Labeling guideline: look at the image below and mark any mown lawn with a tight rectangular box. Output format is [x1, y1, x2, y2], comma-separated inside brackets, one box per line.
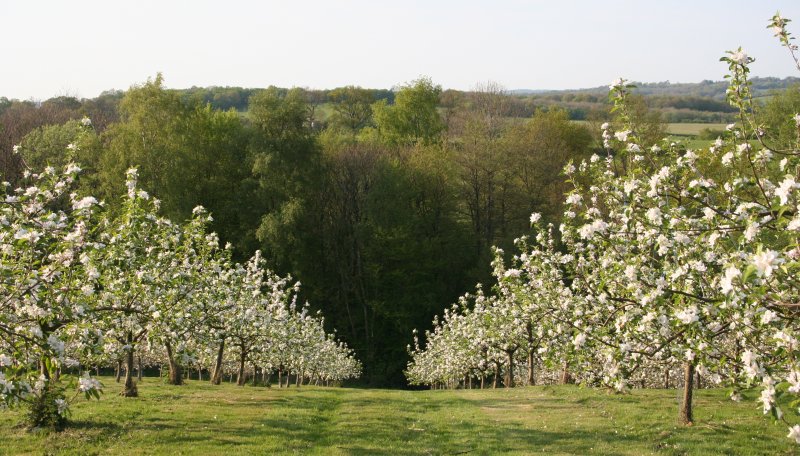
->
[0, 379, 798, 455]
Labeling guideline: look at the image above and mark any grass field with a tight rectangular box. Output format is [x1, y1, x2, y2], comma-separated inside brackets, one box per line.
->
[667, 123, 726, 136]
[0, 379, 797, 455]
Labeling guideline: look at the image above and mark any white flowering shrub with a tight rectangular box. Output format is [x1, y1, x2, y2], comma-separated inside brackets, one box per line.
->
[408, 14, 800, 443]
[0, 160, 104, 426]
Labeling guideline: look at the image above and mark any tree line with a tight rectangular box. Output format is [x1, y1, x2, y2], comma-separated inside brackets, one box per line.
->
[0, 75, 597, 385]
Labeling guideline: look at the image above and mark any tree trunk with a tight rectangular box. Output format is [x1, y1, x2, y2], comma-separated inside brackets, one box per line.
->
[561, 361, 572, 385]
[121, 332, 139, 397]
[503, 350, 515, 388]
[528, 348, 536, 386]
[681, 361, 694, 426]
[164, 341, 183, 385]
[236, 348, 247, 386]
[211, 338, 225, 385]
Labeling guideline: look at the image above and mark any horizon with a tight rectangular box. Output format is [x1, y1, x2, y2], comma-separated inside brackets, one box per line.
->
[7, 76, 800, 103]
[0, 0, 800, 100]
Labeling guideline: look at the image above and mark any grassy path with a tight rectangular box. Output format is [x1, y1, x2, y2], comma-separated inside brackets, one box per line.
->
[0, 379, 797, 455]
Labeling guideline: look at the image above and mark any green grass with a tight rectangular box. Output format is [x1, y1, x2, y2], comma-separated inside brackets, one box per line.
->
[667, 123, 726, 136]
[0, 379, 797, 455]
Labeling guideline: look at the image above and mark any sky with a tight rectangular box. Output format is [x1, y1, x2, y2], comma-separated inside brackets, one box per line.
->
[0, 0, 800, 100]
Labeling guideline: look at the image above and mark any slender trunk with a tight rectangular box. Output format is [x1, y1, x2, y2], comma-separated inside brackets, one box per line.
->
[528, 348, 536, 386]
[121, 332, 139, 397]
[211, 337, 225, 385]
[504, 350, 515, 388]
[164, 341, 183, 385]
[681, 361, 694, 426]
[236, 347, 247, 386]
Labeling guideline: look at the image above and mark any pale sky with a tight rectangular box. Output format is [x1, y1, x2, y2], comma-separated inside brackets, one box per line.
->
[0, 0, 800, 100]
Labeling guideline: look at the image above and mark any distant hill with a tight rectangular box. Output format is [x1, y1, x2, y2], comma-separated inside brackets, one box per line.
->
[509, 77, 800, 100]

* * * *

O que fazer: Converta todo o material acima num CSV de duas colunas, enunciado e resposta, com uma linha para cada item. Coloque o texto na primeira coluna e a resposta correspondente na segunda, cada um num único campo entre aspas, com as quebras de linha trocadas por espaços, e deixe as imagens de fora.

Resultado do exercício:
enunciado,resposta
"Labeling guideline: look at the image below and mark any mown lawn with a tight rectangular box. Output format is [x1, y1, x2, y2], comma-separated inside brackets, one box per line. ->","[0, 379, 798, 455]"
"Labeling guideline: look at the image above and mark any grass field with a tight rectangular box. Output format is [x1, y1, x2, y2], comma-separated inside brackets, one box per line. ->","[667, 123, 726, 136] [0, 379, 797, 455]"
"Labeling guideline: look at the image above and mark any white flowering shrub with a tight rectangular box. Output format is [x1, y1, x2, y2], comma-separated inside brackets, one box per line. ->","[408, 14, 800, 443] [0, 160, 104, 426]"
"Labeling guideline: look at the image above and mark any tree line with a tight rectangular box. Output format is [x1, y1, x2, y2], comma-separated inside brackets, one box per line. ->","[0, 75, 597, 385]"
"Labeling guideline: look at the image above and mark any tree trunk with a tight rectangular box. Output format is [x1, y1, x2, y2], comma-separated inside brackets, one box per line. ->","[561, 361, 572, 385] [121, 332, 139, 397] [503, 350, 515, 388] [528, 348, 536, 386] [681, 361, 694, 426] [164, 341, 183, 385] [236, 348, 247, 386] [211, 338, 225, 385]"
"Labeling guideline: look at the image above and mark any horizon with a tight rectangular box. Output format is [x1, y1, x2, y2], comma-separated inside brackets, one box per line. ->","[7, 76, 800, 103] [0, 0, 800, 100]"
"Labeling guideline: look at the image above and mark any grassy path with a tight rectangular box. Output format is [x1, y1, x2, y2], comma-separated inside brackets, one box per line. ->","[0, 379, 797, 455]"
"Labeling guideline: look at the image above and mark any green grass with a tight rectangular box. Output format is [x1, y1, x2, y2], comma-separated inside brackets, one box per line. ->","[667, 123, 726, 136] [0, 379, 797, 455]"
"Labeling guideline: look at the image above and mark any sky with a tight rectangular box. Output format is [x1, y1, x2, y2], comma-separated inside brackets, one box per line. ->","[0, 0, 800, 100]"
"Labeling guideline: look at the image above and mark any slender trunk with a tight rectangular box. Output format is [x1, y1, x2, y2], comma-separated inside brackets, one box per line. ->","[528, 348, 536, 386] [121, 332, 139, 397] [211, 337, 225, 385] [504, 350, 515, 388] [164, 341, 183, 385] [681, 361, 694, 426] [236, 347, 247, 386]"
"Labeling guideline: look at the image above and mark any pale sky with a tight rectangular box. Output format is [x1, y1, x2, y2], comma-separated inside brackets, one box per line. ->","[0, 0, 800, 100]"
"Labeling guideline: look at the image above and mark any distant hill with a tight rectangular box. Output format is [x1, y1, x2, y2], comma-separated inside brackets, one box per line. ->","[509, 77, 800, 100]"